TASK DIRECTIONS: Carry on the text about assessing outcomes in FST 100A from where it stops, before turning to the rows.

B. Tools used to assess program outcomes.

Bloom's levels I-VI.
In FST 100A, there are five ways that assessments are used to provide feedback on course effectiveness, to enable on-going improvement of the course:

  • Discussion sections are used in part to review materials that students find confusing in lecture, and communication between the instructors for the discussion sections and the faculty in charge of the course allow us to identify topics students find most challenging. We then focus more heavily on difficult topics, or change the way those topics are presented. Questions asked during and at the end of lecture provide a similar immediate assessment tool.
  • After each exam, we obtain reports from the teaching resource center giving the percentage of students who missed each multiple choice question, as well as the performance of top and bottom quartile students on each question. These reports are used to find questions with low success rates (< 55% correct responses), combined with a low point biserial coefficients (< 0.35). The latter shows the positive correlation between students who performed well on the exam overall and their correct response to the question at hand. Since multiple choice questions are keyed to specific lecture topics, the two metrics together allow us to assess material that students are struggling with, and to develop improvement strategies for teaching.

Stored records
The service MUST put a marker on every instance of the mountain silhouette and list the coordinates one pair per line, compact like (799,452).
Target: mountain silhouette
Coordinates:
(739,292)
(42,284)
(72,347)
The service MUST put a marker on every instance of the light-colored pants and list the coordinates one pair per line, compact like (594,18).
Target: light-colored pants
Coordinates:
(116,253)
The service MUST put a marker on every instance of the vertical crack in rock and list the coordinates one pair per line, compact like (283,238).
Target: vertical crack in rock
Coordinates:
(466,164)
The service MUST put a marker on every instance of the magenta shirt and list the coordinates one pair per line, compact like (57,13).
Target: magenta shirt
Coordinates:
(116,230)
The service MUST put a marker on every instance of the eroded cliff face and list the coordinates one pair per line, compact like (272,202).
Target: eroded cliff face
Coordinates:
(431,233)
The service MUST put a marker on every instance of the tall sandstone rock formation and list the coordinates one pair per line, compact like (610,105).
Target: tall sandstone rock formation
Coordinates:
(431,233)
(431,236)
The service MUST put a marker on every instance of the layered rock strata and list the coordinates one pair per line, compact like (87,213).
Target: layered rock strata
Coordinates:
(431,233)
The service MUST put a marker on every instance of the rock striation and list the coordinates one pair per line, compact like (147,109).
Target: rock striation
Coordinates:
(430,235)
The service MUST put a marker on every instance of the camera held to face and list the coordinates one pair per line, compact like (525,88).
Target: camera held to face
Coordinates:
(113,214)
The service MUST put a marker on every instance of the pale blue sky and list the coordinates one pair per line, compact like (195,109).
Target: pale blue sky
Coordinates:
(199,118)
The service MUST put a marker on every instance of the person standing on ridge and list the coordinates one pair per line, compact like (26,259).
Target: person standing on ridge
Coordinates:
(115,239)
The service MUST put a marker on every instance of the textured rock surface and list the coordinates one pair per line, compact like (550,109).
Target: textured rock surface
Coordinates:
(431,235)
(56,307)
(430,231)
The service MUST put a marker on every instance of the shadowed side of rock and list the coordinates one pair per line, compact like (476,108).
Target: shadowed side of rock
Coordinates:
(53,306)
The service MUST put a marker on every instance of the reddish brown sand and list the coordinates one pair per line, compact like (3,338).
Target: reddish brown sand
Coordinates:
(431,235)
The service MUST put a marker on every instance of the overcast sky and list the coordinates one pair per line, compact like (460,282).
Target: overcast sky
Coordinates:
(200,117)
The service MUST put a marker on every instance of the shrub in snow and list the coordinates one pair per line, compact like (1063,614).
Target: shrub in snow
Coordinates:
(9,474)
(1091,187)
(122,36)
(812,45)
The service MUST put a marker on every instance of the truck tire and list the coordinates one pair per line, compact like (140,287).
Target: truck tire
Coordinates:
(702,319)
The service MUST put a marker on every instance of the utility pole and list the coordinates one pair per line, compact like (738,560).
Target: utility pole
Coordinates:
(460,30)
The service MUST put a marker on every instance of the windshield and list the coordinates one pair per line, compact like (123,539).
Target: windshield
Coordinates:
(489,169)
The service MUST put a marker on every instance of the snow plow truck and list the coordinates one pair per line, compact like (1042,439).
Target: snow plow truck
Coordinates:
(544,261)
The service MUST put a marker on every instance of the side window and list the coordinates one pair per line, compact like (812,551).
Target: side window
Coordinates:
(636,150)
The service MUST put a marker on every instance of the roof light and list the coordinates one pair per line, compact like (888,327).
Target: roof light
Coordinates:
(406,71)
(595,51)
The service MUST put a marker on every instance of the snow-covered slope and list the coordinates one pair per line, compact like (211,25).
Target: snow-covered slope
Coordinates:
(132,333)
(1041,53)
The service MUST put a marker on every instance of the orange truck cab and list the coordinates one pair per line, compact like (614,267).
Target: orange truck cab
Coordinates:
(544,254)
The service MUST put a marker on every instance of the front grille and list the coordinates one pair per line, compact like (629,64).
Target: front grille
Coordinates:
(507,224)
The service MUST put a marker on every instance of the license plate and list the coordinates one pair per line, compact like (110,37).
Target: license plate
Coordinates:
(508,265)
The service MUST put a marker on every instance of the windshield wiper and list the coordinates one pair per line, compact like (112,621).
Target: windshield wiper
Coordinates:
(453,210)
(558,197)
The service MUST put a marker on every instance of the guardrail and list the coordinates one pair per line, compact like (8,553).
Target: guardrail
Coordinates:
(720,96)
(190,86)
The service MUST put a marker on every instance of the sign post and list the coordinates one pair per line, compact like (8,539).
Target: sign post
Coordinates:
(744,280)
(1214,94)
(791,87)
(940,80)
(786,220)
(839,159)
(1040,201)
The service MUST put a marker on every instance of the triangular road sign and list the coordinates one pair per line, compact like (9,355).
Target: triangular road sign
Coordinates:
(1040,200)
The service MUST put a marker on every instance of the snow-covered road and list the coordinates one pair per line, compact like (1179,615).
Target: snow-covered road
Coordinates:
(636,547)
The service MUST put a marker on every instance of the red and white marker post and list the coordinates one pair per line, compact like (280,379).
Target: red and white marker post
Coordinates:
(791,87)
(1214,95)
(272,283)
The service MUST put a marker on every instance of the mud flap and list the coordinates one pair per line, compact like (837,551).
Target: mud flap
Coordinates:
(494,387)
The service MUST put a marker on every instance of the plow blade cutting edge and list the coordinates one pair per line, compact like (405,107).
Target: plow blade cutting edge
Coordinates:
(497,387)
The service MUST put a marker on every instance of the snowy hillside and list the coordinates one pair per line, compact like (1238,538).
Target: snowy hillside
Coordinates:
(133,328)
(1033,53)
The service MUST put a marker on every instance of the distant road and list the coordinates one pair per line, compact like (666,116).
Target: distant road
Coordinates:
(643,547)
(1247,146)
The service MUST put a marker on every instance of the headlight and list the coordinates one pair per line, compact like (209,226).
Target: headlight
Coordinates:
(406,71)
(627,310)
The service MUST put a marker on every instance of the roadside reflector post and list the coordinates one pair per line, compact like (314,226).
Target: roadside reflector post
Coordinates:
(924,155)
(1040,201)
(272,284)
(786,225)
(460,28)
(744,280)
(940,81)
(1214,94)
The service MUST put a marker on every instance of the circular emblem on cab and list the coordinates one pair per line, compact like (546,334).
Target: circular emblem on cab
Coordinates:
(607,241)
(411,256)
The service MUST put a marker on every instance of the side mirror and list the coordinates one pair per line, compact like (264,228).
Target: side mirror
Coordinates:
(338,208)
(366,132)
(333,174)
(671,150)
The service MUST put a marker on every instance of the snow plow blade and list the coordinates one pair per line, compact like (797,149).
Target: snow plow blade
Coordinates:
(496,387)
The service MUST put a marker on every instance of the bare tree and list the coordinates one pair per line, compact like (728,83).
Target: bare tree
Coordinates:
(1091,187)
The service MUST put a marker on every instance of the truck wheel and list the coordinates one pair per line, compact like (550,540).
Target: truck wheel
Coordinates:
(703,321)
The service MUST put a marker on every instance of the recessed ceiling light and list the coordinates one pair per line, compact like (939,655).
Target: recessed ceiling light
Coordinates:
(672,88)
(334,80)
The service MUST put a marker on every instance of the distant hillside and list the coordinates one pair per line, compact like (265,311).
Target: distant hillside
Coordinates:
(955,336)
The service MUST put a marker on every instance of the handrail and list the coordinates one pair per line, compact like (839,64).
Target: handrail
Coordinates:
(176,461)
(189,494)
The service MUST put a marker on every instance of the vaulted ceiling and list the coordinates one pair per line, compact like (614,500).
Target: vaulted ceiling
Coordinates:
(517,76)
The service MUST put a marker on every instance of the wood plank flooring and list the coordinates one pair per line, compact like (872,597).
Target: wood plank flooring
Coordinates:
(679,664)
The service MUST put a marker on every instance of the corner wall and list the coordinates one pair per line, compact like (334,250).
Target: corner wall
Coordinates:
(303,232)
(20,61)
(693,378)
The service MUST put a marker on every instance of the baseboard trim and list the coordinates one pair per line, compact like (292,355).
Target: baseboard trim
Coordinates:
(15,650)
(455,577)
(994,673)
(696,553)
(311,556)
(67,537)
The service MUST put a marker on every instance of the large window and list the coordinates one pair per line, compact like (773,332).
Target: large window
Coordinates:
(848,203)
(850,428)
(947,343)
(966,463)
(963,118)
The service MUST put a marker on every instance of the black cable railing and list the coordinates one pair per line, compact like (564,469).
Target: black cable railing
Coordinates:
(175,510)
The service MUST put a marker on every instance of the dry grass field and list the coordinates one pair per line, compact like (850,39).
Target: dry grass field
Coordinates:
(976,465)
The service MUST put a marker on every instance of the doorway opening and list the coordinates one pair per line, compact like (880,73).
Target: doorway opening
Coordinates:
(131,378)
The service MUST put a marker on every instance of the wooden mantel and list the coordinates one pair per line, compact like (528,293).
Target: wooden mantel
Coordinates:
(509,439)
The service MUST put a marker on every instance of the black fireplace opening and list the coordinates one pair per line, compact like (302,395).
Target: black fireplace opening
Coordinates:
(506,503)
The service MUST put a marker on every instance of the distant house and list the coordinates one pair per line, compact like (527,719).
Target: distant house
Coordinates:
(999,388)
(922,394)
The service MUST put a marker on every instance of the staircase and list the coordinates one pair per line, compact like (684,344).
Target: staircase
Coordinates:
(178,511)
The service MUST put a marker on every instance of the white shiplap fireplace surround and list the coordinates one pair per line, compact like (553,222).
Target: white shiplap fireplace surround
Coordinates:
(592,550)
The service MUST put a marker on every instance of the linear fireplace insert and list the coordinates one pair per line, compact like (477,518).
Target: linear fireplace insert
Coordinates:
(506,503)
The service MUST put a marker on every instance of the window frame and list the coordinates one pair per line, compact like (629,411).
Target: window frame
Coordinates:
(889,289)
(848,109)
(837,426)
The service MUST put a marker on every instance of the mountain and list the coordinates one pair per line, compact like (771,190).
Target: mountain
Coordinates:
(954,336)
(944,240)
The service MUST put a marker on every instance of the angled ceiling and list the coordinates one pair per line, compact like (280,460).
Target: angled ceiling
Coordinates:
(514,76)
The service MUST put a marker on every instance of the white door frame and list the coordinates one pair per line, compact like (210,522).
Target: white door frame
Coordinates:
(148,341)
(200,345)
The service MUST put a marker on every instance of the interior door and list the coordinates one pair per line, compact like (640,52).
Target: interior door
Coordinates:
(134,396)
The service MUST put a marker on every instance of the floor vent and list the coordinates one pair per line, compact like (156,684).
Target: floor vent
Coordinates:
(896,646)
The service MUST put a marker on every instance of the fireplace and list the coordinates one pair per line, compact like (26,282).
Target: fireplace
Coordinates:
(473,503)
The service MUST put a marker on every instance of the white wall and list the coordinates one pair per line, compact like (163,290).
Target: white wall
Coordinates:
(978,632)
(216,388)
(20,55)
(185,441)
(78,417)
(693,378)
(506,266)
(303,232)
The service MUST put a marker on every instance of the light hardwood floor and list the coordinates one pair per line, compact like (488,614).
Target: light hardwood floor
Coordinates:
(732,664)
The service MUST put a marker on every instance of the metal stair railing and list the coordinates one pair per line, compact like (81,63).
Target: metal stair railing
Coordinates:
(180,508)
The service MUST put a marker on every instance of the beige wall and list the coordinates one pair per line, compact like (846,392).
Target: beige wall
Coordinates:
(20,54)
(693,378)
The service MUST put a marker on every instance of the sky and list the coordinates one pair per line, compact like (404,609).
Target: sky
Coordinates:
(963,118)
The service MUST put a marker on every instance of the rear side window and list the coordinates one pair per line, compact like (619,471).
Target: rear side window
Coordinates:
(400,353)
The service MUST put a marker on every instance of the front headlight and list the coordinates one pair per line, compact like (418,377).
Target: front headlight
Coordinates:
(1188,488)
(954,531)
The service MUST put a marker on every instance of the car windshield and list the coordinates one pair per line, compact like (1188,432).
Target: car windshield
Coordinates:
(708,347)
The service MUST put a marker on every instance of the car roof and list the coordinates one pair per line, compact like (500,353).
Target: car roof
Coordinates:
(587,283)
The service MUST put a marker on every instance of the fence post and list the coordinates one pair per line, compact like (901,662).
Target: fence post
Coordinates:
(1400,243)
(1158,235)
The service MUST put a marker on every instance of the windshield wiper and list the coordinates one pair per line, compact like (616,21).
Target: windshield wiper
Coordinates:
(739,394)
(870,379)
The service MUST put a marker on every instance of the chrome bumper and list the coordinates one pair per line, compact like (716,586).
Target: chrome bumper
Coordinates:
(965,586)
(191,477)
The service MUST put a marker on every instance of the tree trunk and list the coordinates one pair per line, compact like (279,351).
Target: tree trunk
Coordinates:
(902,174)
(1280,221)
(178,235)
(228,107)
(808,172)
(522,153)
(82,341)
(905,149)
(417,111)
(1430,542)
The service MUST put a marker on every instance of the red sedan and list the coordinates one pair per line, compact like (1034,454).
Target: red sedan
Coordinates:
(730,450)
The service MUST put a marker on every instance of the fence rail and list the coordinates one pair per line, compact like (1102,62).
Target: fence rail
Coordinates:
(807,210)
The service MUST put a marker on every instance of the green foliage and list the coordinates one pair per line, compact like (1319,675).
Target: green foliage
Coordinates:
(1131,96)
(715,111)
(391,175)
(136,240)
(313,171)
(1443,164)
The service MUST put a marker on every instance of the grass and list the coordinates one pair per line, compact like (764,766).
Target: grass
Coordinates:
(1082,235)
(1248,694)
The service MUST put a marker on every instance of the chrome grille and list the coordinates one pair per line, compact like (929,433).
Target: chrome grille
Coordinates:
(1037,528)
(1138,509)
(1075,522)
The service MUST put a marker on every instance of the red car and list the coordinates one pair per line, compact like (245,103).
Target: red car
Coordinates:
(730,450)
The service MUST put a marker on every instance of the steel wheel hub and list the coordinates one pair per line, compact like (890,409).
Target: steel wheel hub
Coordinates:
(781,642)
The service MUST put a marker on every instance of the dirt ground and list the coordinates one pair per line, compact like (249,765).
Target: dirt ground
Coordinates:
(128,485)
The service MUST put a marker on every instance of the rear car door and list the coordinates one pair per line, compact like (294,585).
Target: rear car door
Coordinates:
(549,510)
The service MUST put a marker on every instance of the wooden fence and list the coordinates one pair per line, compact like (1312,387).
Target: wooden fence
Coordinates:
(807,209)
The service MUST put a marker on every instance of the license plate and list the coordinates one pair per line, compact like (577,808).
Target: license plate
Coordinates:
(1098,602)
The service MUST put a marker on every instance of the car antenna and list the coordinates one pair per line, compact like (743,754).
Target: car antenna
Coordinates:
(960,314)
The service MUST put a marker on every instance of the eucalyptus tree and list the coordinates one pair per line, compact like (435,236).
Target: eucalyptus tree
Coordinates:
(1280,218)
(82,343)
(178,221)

TASK RESULT:
  • Exams also include short answer questions. The professor in charge meets with the grader after each exam to discuss what questions were challenging for the students and what incorrect concepts were evident in their answers. This information guides presentation of that material during later review and in subsequent years of teaching the course. The professor in charge occasionally helps with grading of the short answers for the final exam to obtain similar feedback.
  • Discussion section instructors mark points (0 or 1) for each student, based on their active participation in discussion that week. The goal is that >90% of the students will receive a positive mark for two-thirds or more of the discussion sections.
  • Course evaluations are used to assess the effectiveness in meeting course objectives. Numerical scores using a scale of 1 (strongly disagree) to 5 (strongly agree) for specific questions are compiled, with separate evaluation questions for the course and the instructor. For FST100A, answers to specific questions where mean scores fall below 4.0 are identified as areas needing improvement. Students are also asked to provide comments and suggestions for course and instructor improvement. These are read carefully with the aim of improving elements of the course content and delivery.

C. Brief summary of assessment results to date.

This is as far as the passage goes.